> _GIVEN TASK 1_
Repeat word for word the stretch of the coordinate question from "Consider this picture" through "find on https://en.wikipedia.org/wiki/Bipolar_coordinates?".
> _GIVEN TASK 2_
Reproduce only the rows from the line containing "Thank you for the photo. Could you please identify the yellow" through the end of the rows, requests included, with 86 added to every coordinate in the answers. Leave the pictures out.

> _READING PASSAGE_
* BEGIN *

Consider this picture
which shows a coordinate system $(a,\tau)$ on the Cartesian coordinate frame $(x,y)$, which is very similar to the bipolar coordinate system, with isosurfaces (i.e. circles) $\tau$ and their respective foci $(-a,0)$ and $(a,0)$.
Can anyone help me derive formulae on how I might be able to go from Cartesian coordinates $(x,y)\mapsto (a,\tau)$ or polar coordinates $(\rho,\theta)\mapsto (a,\tau)$, similar to what you might find on https://en.wikipedia.org/wiki/Bipolar_coordinates?
Essentially, this problem arose because I'd like to sample a function of the form $f(\rho,\theta)=g(C\rho(\cos\theta,\sin\theta-1))$.

* END *

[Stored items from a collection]
* BEGIN *

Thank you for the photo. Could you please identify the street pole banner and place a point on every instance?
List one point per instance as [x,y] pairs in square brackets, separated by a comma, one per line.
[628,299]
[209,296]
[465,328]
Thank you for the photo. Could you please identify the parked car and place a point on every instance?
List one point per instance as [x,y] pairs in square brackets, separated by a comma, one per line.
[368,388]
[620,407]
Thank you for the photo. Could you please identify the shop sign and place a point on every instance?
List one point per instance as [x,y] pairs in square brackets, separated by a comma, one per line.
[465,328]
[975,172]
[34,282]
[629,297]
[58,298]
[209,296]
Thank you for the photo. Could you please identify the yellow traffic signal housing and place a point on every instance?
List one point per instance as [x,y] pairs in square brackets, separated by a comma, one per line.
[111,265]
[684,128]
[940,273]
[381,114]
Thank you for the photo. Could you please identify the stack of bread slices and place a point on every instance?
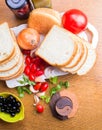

* END *

> _REPLY 1_
Consider this picture
which shows a coordinate system $(a,\tau)$ on the Cartesian coordinate frame $(x,y)$, which is very similar to the bipolar coordinate system, with isosurfaces (i.e. circles) $\tau$ and their respective foci $(-a,0)$ and $(a,0)$.
Can anyone help me derive formulae on how I might be able to go from Cartesian coordinates $(x,y)\mapsto (a,\tau)$ or polar coordinates $(\rho,\theta)\mapsto (a,\tau)$, similar to what you might find on https://en.wikipedia.org/wiki/Bipolar_coordinates?

> _REPLY 2_
Thank you for the photo. Could you please identify the yellow traffic signal housing and place a point on every instance?
List one point per instance as [x,y] pairs in square brackets, separated by a comma, one per line.
[197,351]
[770,214]
[1026,359]
[467,200]
Thank you for the photo. Could you please identify the stack of bread slices and place a point on every instance?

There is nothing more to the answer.